| Records provided |
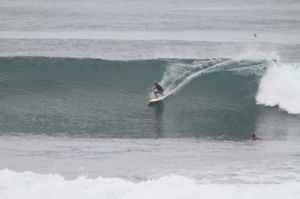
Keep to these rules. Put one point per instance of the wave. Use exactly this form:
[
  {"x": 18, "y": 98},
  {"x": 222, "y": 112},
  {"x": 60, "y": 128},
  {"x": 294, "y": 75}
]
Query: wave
[
  {"x": 177, "y": 75},
  {"x": 33, "y": 185},
  {"x": 280, "y": 86},
  {"x": 107, "y": 98}
]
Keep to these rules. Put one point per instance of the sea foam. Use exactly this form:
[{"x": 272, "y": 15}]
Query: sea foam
[
  {"x": 32, "y": 185},
  {"x": 280, "y": 86}
]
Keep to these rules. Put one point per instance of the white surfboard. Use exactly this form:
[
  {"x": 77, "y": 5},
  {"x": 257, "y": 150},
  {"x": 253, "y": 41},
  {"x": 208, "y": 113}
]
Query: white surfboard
[{"x": 158, "y": 99}]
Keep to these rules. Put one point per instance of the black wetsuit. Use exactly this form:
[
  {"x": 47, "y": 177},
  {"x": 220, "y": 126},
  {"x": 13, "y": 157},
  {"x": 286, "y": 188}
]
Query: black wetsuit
[{"x": 159, "y": 88}]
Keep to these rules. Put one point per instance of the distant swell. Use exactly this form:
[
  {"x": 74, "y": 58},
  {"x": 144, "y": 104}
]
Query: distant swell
[{"x": 280, "y": 86}]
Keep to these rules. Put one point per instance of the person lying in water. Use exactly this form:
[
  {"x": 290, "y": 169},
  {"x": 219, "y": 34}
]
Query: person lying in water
[
  {"x": 254, "y": 137},
  {"x": 157, "y": 89}
]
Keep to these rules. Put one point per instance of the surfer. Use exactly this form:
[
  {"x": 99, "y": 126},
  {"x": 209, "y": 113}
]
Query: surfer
[
  {"x": 157, "y": 89},
  {"x": 254, "y": 137}
]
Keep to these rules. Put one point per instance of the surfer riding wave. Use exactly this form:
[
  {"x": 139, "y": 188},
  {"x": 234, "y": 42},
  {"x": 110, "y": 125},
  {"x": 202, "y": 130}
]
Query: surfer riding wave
[{"x": 157, "y": 89}]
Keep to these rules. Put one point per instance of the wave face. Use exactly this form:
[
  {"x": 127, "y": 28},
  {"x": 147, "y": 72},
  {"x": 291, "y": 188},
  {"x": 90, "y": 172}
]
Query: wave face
[
  {"x": 92, "y": 97},
  {"x": 32, "y": 185}
]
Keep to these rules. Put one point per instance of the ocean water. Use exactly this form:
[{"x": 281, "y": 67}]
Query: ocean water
[{"x": 75, "y": 81}]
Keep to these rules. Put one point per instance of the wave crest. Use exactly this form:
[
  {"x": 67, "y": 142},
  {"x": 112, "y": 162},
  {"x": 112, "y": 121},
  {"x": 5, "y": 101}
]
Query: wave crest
[{"x": 280, "y": 86}]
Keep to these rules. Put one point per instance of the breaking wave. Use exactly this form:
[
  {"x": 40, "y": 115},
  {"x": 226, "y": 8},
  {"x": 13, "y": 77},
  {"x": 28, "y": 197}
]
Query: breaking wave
[{"x": 33, "y": 185}]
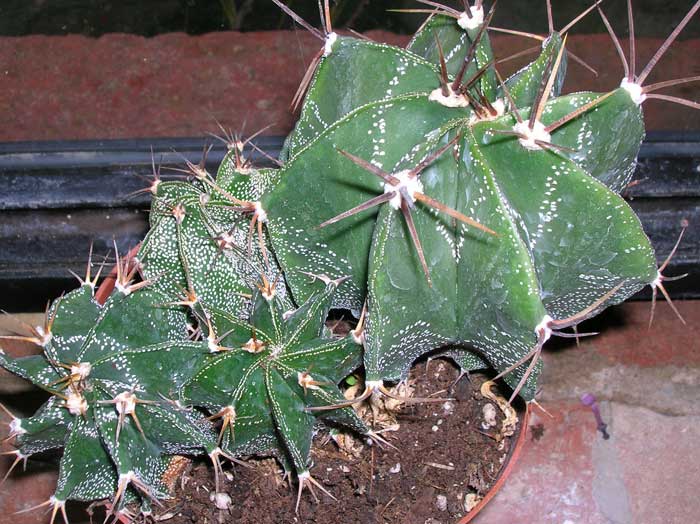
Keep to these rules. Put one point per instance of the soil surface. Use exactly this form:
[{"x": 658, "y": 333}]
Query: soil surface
[{"x": 444, "y": 460}]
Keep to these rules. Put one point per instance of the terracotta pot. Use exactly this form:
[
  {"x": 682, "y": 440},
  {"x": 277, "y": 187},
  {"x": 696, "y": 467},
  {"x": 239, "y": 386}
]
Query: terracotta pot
[{"x": 513, "y": 455}]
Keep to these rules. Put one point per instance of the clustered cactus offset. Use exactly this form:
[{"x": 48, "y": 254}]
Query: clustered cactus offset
[{"x": 453, "y": 211}]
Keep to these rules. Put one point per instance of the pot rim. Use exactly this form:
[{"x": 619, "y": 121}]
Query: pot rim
[{"x": 513, "y": 455}]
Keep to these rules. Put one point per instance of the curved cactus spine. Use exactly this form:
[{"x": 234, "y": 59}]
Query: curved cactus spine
[{"x": 107, "y": 368}]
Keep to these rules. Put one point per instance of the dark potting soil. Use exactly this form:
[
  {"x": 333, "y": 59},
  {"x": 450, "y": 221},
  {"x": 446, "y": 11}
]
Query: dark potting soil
[{"x": 444, "y": 461}]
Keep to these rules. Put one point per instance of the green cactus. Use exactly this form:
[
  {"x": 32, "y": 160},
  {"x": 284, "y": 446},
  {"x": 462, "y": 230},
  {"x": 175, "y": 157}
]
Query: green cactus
[
  {"x": 110, "y": 370},
  {"x": 464, "y": 215},
  {"x": 267, "y": 375}
]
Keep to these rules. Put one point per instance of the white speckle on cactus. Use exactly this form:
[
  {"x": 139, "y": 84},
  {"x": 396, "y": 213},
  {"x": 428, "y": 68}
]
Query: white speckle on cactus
[
  {"x": 44, "y": 337},
  {"x": 81, "y": 370},
  {"x": 451, "y": 100},
  {"x": 635, "y": 91},
  {"x": 16, "y": 427},
  {"x": 254, "y": 346},
  {"x": 544, "y": 328},
  {"x": 530, "y": 137},
  {"x": 411, "y": 184},
  {"x": 306, "y": 381},
  {"x": 330, "y": 40},
  {"x": 470, "y": 23},
  {"x": 125, "y": 403},
  {"x": 76, "y": 404},
  {"x": 374, "y": 385}
]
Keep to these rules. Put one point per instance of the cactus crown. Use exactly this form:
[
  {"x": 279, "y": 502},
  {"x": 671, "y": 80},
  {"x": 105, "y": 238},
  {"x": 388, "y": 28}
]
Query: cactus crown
[{"x": 453, "y": 210}]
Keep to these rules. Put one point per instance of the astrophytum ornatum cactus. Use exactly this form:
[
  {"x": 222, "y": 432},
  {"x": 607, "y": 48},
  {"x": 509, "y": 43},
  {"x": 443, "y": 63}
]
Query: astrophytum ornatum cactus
[
  {"x": 463, "y": 214},
  {"x": 266, "y": 375},
  {"x": 112, "y": 371}
]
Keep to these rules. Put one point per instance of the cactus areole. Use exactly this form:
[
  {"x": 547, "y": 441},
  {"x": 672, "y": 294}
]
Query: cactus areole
[{"x": 451, "y": 209}]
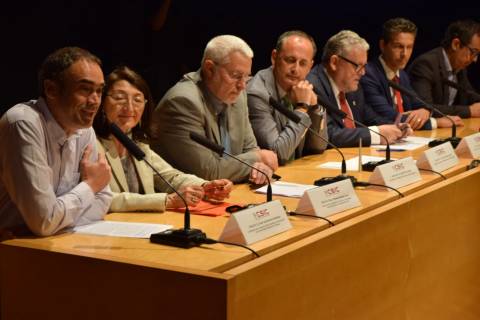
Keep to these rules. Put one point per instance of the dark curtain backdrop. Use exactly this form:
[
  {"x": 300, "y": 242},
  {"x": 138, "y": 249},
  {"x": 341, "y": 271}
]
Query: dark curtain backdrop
[{"x": 120, "y": 32}]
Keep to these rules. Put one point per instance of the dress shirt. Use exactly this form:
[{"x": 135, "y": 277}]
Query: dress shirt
[
  {"x": 390, "y": 75},
  {"x": 374, "y": 138},
  {"x": 40, "y": 183}
]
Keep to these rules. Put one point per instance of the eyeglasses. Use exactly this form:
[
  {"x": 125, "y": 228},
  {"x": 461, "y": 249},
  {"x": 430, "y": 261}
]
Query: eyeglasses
[
  {"x": 122, "y": 99},
  {"x": 358, "y": 67},
  {"x": 473, "y": 52},
  {"x": 235, "y": 75}
]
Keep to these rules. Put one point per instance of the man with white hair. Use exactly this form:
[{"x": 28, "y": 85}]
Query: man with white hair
[
  {"x": 337, "y": 80},
  {"x": 212, "y": 102}
]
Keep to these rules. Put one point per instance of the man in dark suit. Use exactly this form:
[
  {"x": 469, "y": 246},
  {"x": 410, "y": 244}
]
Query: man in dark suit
[
  {"x": 396, "y": 46},
  {"x": 285, "y": 82},
  {"x": 460, "y": 47},
  {"x": 336, "y": 80}
]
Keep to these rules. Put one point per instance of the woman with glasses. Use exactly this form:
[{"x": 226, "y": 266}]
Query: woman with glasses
[{"x": 127, "y": 102}]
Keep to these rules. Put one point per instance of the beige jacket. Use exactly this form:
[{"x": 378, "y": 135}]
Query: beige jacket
[{"x": 123, "y": 200}]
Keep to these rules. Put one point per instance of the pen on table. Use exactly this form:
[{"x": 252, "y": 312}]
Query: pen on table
[{"x": 360, "y": 155}]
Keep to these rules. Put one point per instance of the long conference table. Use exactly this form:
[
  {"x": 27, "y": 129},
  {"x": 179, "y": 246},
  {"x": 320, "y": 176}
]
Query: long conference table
[{"x": 416, "y": 257}]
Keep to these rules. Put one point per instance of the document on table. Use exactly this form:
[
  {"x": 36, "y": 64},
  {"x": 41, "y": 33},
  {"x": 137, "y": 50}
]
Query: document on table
[
  {"x": 287, "y": 189},
  {"x": 122, "y": 229},
  {"x": 408, "y": 143},
  {"x": 352, "y": 164}
]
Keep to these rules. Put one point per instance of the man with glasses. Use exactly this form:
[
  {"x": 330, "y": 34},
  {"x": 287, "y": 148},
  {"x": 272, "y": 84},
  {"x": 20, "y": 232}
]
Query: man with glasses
[
  {"x": 212, "y": 102},
  {"x": 285, "y": 82},
  {"x": 336, "y": 80},
  {"x": 396, "y": 46},
  {"x": 50, "y": 175},
  {"x": 429, "y": 72}
]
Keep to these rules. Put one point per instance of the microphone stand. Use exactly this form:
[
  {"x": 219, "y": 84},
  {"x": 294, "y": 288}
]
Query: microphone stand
[
  {"x": 296, "y": 119},
  {"x": 221, "y": 150},
  {"x": 371, "y": 165},
  {"x": 184, "y": 237}
]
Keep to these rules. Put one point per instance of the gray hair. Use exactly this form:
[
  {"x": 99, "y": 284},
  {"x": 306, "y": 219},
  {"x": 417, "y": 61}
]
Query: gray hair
[
  {"x": 341, "y": 43},
  {"x": 219, "y": 48}
]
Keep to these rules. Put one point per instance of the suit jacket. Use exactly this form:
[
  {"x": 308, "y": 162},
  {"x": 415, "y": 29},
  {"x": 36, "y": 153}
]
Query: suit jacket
[
  {"x": 184, "y": 109},
  {"x": 273, "y": 130},
  {"x": 378, "y": 94},
  {"x": 123, "y": 200},
  {"x": 361, "y": 111},
  {"x": 426, "y": 74}
]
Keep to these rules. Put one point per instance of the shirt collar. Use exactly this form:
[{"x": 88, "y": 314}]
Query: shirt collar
[
  {"x": 217, "y": 105},
  {"x": 388, "y": 72},
  {"x": 447, "y": 62},
  {"x": 54, "y": 129}
]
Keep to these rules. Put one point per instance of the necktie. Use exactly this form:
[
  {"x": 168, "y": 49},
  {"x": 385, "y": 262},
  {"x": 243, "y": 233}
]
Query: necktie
[
  {"x": 345, "y": 108},
  {"x": 223, "y": 126},
  {"x": 398, "y": 96}
]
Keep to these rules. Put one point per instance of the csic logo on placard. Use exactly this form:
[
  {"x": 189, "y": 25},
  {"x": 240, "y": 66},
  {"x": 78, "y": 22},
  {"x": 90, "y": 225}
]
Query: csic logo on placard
[
  {"x": 440, "y": 152},
  {"x": 398, "y": 167},
  {"x": 332, "y": 191},
  {"x": 261, "y": 214}
]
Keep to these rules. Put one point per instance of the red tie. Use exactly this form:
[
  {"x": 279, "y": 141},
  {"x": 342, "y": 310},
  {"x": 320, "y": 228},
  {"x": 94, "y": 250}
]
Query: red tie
[
  {"x": 398, "y": 96},
  {"x": 345, "y": 108}
]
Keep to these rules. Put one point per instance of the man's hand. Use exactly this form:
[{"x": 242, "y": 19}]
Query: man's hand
[
  {"x": 417, "y": 118},
  {"x": 217, "y": 190},
  {"x": 259, "y": 178},
  {"x": 191, "y": 194},
  {"x": 443, "y": 122},
  {"x": 269, "y": 158},
  {"x": 96, "y": 174},
  {"x": 391, "y": 131}
]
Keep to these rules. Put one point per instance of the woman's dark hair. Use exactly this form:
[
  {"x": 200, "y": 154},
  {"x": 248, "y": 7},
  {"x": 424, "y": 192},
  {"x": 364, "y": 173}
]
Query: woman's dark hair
[{"x": 140, "y": 132}]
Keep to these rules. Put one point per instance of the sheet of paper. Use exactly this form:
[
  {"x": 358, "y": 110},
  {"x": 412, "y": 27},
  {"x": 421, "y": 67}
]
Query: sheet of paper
[
  {"x": 408, "y": 143},
  {"x": 287, "y": 189},
  {"x": 352, "y": 164},
  {"x": 122, "y": 229}
]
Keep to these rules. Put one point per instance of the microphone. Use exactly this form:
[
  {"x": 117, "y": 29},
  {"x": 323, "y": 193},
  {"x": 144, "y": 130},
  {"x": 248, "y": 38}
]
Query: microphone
[
  {"x": 371, "y": 165},
  {"x": 295, "y": 118},
  {"x": 184, "y": 237},
  {"x": 221, "y": 150},
  {"x": 455, "y": 85},
  {"x": 453, "y": 139}
]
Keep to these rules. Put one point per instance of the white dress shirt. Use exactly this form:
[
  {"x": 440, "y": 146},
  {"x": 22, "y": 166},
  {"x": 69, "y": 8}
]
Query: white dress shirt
[{"x": 40, "y": 183}]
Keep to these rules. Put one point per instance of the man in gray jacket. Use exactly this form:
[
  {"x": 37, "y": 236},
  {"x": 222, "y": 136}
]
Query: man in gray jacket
[
  {"x": 285, "y": 82},
  {"x": 212, "y": 102}
]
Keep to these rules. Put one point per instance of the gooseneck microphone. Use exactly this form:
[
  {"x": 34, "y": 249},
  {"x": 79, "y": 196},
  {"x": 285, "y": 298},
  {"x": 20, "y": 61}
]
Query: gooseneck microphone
[
  {"x": 184, "y": 237},
  {"x": 296, "y": 119},
  {"x": 455, "y": 85},
  {"x": 453, "y": 139},
  {"x": 371, "y": 165},
  {"x": 221, "y": 151}
]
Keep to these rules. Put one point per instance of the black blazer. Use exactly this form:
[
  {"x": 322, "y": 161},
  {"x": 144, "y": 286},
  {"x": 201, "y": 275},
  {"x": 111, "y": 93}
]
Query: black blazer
[
  {"x": 426, "y": 74},
  {"x": 337, "y": 133}
]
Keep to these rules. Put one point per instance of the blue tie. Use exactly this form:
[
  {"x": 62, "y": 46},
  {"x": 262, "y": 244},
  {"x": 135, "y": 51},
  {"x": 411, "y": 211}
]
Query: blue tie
[{"x": 223, "y": 126}]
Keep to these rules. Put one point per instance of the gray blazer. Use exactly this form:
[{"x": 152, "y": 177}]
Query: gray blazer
[
  {"x": 184, "y": 109},
  {"x": 273, "y": 130}
]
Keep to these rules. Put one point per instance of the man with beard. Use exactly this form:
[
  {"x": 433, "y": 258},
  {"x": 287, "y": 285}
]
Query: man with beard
[
  {"x": 285, "y": 82},
  {"x": 337, "y": 80},
  {"x": 212, "y": 103},
  {"x": 51, "y": 177}
]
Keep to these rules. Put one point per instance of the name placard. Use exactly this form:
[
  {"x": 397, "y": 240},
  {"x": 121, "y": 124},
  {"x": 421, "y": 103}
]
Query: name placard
[
  {"x": 327, "y": 200},
  {"x": 254, "y": 224},
  {"x": 396, "y": 174},
  {"x": 469, "y": 147},
  {"x": 438, "y": 158}
]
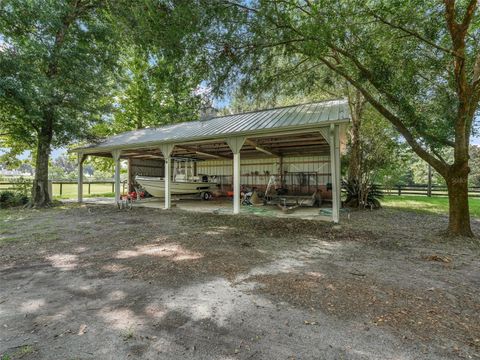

| What needs to be done |
Count the lines in the listing above that contain the word "placard", and reply with only that number.

| Finished task |
4